## What you will do
Count the lines below that contain the string "pipe" and give only that number.

## Task inputs
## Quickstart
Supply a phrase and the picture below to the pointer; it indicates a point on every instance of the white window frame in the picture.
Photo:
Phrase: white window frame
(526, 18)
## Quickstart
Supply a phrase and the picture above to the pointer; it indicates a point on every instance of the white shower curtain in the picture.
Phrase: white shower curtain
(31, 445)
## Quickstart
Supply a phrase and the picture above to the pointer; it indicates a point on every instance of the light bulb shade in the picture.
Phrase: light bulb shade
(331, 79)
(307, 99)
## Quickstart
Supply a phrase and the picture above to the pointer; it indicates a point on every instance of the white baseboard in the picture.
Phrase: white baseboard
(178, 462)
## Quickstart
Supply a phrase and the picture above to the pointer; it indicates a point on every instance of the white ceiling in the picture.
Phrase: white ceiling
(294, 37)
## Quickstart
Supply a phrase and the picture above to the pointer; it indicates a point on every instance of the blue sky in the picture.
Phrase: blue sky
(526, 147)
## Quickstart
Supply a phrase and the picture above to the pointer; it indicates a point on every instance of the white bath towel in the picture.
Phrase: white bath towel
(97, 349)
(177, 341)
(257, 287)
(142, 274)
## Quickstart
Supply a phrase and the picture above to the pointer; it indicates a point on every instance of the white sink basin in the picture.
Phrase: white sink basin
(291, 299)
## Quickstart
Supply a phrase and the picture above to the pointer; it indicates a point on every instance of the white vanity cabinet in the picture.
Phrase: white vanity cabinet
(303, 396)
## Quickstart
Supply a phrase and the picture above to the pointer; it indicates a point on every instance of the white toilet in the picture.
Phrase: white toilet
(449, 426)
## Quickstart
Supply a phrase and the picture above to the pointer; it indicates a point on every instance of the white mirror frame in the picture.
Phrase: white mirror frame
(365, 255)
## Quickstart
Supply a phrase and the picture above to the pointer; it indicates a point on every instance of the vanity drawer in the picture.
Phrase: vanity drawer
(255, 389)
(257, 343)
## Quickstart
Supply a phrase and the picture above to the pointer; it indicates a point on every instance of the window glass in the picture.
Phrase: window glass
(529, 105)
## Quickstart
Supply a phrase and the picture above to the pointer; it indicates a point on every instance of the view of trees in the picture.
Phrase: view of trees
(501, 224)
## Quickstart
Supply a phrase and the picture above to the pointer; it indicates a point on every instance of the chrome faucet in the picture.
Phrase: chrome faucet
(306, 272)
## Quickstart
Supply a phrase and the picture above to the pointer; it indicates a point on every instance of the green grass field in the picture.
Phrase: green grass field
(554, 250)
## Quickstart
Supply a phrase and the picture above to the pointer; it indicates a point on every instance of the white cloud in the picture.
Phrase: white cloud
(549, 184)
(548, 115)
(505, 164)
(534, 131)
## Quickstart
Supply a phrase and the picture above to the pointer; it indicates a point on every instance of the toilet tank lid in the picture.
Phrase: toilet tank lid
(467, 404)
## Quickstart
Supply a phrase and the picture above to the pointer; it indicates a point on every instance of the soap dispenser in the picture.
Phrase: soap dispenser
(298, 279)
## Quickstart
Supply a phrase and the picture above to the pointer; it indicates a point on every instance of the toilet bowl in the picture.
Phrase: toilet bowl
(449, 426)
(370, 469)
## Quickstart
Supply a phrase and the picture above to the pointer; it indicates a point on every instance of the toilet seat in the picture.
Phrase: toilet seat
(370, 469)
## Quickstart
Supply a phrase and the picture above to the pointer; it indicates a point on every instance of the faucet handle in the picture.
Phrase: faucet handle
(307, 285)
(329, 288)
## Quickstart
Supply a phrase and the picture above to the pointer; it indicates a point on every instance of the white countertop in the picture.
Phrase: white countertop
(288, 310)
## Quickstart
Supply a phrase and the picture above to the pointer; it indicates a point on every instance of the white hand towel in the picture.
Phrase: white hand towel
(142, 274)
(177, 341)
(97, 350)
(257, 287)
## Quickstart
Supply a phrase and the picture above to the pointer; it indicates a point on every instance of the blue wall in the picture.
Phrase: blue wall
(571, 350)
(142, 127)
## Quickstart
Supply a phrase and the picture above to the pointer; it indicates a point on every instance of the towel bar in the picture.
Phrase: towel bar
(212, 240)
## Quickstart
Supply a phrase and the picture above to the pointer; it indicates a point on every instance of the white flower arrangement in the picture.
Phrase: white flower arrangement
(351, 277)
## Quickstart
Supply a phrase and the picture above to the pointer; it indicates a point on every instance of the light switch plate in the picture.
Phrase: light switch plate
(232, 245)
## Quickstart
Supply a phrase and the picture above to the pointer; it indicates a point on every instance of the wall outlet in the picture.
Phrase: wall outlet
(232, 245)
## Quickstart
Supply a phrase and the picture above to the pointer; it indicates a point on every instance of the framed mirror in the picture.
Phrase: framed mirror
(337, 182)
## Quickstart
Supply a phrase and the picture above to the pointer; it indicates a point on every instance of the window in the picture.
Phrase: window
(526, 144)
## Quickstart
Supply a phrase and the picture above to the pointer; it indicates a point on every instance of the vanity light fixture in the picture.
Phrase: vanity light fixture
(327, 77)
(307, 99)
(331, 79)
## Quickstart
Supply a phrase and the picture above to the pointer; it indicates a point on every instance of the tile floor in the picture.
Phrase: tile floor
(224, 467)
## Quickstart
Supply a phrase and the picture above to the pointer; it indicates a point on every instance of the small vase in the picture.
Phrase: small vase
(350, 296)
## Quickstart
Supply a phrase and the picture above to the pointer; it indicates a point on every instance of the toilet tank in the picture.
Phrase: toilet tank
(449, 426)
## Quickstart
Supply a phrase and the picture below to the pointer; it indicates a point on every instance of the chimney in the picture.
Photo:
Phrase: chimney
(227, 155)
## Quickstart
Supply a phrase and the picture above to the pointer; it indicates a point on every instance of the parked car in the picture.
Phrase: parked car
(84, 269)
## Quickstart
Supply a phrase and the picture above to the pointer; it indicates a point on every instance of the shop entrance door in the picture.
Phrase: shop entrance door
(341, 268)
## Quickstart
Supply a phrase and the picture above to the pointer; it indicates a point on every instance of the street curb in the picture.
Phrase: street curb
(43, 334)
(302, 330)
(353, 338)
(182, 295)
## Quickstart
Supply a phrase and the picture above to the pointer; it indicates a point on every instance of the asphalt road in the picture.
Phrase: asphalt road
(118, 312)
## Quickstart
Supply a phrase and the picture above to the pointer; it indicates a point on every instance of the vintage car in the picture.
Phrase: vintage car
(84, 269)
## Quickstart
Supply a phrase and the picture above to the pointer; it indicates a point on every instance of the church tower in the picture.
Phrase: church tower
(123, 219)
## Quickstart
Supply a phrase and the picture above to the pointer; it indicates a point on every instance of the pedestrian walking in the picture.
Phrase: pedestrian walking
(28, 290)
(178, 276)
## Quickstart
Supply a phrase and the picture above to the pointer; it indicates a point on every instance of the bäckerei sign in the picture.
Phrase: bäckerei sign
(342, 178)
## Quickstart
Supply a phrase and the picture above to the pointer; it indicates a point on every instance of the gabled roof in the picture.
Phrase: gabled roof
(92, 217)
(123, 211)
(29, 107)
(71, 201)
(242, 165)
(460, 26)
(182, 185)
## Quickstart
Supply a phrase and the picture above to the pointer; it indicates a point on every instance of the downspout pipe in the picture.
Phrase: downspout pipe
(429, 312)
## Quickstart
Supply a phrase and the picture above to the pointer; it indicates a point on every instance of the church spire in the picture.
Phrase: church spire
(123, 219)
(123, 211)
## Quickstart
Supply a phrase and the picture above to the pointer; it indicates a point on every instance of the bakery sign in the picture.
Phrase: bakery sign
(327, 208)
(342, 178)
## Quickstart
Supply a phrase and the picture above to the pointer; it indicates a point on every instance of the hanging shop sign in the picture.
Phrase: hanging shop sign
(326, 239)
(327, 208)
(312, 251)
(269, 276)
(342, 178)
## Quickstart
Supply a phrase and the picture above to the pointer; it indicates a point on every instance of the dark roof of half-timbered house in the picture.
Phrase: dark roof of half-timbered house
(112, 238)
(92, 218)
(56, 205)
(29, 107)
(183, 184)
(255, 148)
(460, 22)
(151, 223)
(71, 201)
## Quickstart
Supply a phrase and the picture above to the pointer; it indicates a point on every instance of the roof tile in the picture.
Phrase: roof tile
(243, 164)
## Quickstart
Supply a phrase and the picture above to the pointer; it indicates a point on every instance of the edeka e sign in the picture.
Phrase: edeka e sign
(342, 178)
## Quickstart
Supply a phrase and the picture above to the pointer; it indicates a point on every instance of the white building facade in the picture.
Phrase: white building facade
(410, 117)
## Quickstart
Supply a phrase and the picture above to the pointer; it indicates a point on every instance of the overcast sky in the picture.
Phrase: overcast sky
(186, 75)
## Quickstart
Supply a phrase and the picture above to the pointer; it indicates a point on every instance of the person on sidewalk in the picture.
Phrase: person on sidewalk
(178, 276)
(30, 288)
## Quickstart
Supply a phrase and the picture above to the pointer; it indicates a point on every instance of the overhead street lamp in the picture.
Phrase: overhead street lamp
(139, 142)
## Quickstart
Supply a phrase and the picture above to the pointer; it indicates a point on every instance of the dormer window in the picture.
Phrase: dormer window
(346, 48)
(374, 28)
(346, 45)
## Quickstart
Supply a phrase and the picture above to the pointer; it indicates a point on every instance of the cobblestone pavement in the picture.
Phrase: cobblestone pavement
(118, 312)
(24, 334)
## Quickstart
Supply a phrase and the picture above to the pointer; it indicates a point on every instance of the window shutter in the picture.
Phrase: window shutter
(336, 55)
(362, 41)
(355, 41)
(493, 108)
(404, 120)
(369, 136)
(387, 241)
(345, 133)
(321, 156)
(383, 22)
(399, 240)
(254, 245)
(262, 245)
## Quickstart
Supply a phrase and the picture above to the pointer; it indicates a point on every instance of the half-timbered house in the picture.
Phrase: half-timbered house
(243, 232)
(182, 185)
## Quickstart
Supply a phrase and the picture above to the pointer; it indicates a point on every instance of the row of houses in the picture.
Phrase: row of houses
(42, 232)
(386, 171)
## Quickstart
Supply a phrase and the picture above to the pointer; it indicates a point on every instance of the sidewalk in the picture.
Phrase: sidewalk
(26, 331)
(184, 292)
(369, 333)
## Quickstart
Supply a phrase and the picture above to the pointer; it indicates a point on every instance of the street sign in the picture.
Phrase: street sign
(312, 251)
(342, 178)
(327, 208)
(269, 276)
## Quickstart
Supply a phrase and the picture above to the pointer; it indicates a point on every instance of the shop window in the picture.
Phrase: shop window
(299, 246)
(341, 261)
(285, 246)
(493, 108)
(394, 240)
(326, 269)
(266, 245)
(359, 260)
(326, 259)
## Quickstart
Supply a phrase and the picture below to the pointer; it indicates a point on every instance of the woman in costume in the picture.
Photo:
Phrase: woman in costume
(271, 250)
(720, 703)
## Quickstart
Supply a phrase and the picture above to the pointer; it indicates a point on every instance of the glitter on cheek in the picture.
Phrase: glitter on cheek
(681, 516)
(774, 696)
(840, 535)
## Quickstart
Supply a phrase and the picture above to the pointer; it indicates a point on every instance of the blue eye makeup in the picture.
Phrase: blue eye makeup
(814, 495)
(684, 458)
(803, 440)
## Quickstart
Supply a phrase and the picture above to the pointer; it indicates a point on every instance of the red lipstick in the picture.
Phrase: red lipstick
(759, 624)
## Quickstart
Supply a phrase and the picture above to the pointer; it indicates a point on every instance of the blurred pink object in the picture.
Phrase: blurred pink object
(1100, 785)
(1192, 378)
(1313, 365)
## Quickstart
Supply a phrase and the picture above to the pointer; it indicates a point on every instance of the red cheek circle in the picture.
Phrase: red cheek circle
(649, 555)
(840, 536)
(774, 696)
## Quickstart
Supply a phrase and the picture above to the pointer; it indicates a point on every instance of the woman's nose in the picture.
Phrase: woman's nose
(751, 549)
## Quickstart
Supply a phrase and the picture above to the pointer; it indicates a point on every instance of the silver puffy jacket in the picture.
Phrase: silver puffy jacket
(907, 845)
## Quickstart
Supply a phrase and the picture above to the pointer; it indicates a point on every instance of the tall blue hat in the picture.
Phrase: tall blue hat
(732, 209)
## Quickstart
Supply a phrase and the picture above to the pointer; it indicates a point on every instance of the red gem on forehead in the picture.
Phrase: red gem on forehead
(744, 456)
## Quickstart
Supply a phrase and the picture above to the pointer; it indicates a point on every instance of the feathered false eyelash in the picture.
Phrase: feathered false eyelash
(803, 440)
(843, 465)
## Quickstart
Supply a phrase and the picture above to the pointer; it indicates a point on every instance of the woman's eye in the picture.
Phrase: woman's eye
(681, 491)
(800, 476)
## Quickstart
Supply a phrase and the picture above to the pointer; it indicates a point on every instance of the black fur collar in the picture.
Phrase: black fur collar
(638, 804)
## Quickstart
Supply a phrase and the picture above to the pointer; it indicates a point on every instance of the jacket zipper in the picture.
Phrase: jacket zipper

## Answer for the task
2